▶ **BRANO DA LEGGERE**
::::
AN Questi fondi vengono usati per favorire l’accesso delle comunità locali ai servizi sociali di base e all’educazione. Ad esempio i contadini seguono dei corsi sulla coltivazione biologica e sulla preparazione del compost da usare al posto dei fertilizzanti chimici, ricevono strumenti per l’agricoltura e semi per differenziare le colture. In altri casi, invece, sono stati scavati dei pozzi, che vengono utilizzati sia per irrigare i campi, sia per fornire acqua potabile nelle scuole. Nelle fabbriche, invece, il premium ci permette di mantenere standard di sicurezza elevati. Ci ha colpito molto la tragica vicenda del Rana Plaza (il crollo di una fabbrica tessile avvenuto in Bangladesh nel 2013 in cui sono morte 1.134 persone, ndr), quindi con il fairtrade premium organizziamo corsi per la sicurezza dei lavoratori, sulla gestione degli incendi e forniamo indicazioni sulla prevenzione degli incidenti nelle diverse lingue parlate dai dipendenti. Inoltre, investiamo molto sulla salute: nel gruppo Armstrong ci sono circa tremila operai e facciamo in modo che tutti siano sottoposti a regolari visite mediche direttamente in fabbrica. Poniamo particolare attenzione alle analisi del sangue poiché abbiamo notato che il livello di emoglobina tende a calare con l’età, quindi questo è un parametro che controlliamo periodicamente. Organizziamo anche altri check-up come la spirometria, l’audiometria, facciamo formazione sulla prevenzione di malattie come l’Aids, la lebbra e la dengue. Inoltre organizziamo controlli dentali e forniamo gratuitamente l’intervento di cataratta.
L’azienda sostiene anche l’emancipazione femminile: le donne rappresentano il 60-70% dei nostri lavoratori in fabbrica, solitamente non hanno elevati livelli di scolarizzazione e per questo cerchiamo di inserirle in programmi di formazione e di empowerment femminile, affinché imparino a riconoscere episodi di violenza e molestie e a denunciarli. Abbiamo anche strutturato un comitato interno per la gestione dei reclami, poi portati all’attenzione dei vertici aziendali, e messo a disposizione dei dipendenti un asilo nido. Ci rapportiamo inoltre con la comunità locale: una scuola statale, ad esempio, ci ha chiesto di pagare lo stipendio di due insegnanti, come gruppo Armstrong ci siamo impegnati a corrisponderne uno, mentre il nostro partner Neutral, sostiene i costi per il secondo.
::::
▶ **ESERCIZI E COMPITI**
1) Riscrivi in forma di elenco il paragrafo del brano che comincia con "L'azienda sostiene anche l'emancipazione femminile", conservandone i fatti principali.
2) Per favore, riporta il brano da "L’azienda sostiene anche" fino a "per il secondo." compreso, sostituendo "reclami" con "segnalazioni".

▶ **Voci del dataset archiviate**
::::
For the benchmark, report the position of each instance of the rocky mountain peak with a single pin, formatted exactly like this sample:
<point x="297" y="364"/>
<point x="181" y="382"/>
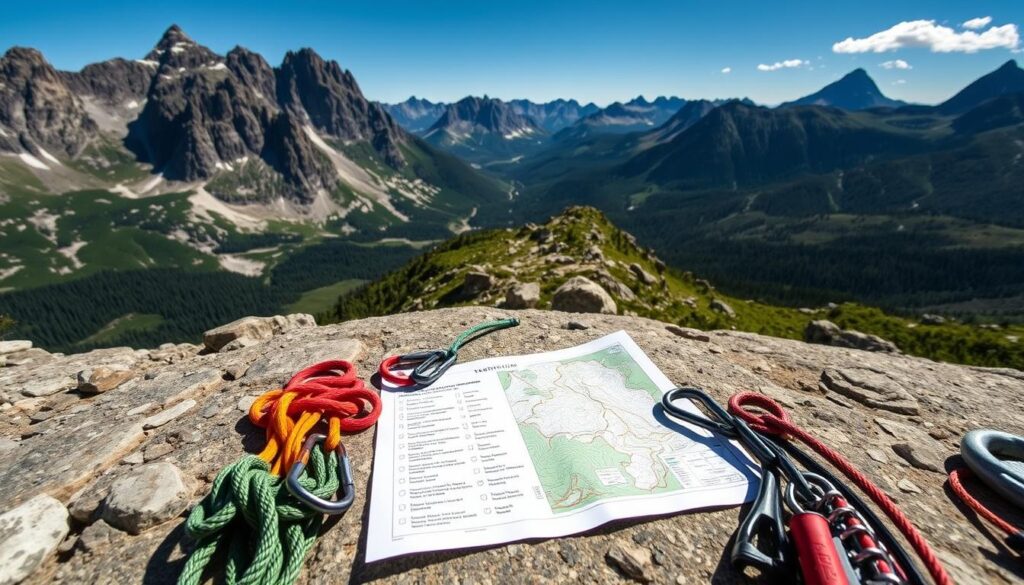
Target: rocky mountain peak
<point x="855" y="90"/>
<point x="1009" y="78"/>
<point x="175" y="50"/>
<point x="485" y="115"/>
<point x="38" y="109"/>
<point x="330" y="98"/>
::::
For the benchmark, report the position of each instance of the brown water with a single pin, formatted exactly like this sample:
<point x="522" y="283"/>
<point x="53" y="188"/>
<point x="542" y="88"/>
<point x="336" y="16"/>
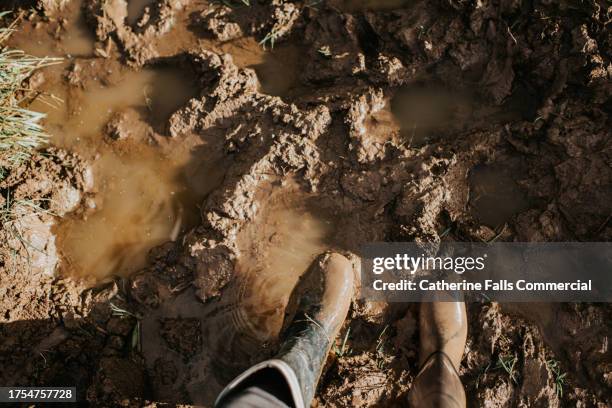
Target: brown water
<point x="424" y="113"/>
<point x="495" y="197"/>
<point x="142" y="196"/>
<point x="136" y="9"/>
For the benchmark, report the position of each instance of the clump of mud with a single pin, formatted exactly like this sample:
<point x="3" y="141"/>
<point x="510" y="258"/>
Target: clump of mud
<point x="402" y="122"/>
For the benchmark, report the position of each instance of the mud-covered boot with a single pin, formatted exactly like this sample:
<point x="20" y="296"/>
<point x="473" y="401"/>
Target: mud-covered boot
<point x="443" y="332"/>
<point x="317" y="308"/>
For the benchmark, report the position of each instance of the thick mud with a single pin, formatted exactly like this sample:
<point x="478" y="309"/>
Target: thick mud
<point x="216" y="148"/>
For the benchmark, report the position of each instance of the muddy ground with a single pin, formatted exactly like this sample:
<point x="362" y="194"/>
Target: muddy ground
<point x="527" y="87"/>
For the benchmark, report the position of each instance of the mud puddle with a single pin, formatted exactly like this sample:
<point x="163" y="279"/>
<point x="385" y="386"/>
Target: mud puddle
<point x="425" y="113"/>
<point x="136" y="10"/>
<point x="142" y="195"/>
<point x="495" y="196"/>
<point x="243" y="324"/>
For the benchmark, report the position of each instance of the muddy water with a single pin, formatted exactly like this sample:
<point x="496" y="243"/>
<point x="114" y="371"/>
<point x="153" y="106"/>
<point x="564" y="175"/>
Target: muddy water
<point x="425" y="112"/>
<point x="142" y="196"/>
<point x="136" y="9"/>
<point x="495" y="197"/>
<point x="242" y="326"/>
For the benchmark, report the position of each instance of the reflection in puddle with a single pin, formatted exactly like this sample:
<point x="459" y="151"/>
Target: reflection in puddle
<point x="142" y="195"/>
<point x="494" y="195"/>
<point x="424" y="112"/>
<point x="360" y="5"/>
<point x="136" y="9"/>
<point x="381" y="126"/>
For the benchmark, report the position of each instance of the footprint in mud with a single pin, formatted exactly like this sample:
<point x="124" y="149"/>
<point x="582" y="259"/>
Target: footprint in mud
::::
▶ **ELENCO DELLE RISPOSTE**
1)
- Le donne sono il 60-70% dei lavoratori in fabbrica e di solito hanno un basso livello di scolarizzazione.
- L'azienda le inserisce in programmi di formazione e di empowerment femminile, perché imparino a riconoscere e denunciare violenze e molestie.
- È stato creato un comitato interno per la gestione dei reclami, che vengono poi portati ai vertici aziendali.
- Per i dipendenti è disponibile un asilo nido.
- Una scuola statale ha chiesto di pagare lo stipendio di due insegnanti: il gruppo Armstrong ne paga uno, il partner Neutral il secondo.

2)
L’azienda sostiene anche l’emancipazione femminile: le donne rappresentano il 60-70% dei nostri lavoratori in fabbrica, solitamente non hanno elevati livelli di scolarizzazione e per questo cerchiamo di inserirle in programmi di formazione e di empowerment femminile, affinché imparino a riconoscere episodi di violenza e molestie e a denunciarli. Abbiamo anche strutturato un comitato interno per la gestione dei segnalazioni, poi portati all’attenzione dei vertici aziendali, e messo a disposizione dei dipendenti un asilo nido. Ci rapportiamo inoltre con la comunità locale: una scuola statale, ad esempio, ci ha chiesto di pagare lo stipendio di due insegnanti, come gruppo Armstrong ci siamo impegnati a corrisponderne uno, mentre il nostro partner Neutral, sostiene i costi per il secondo.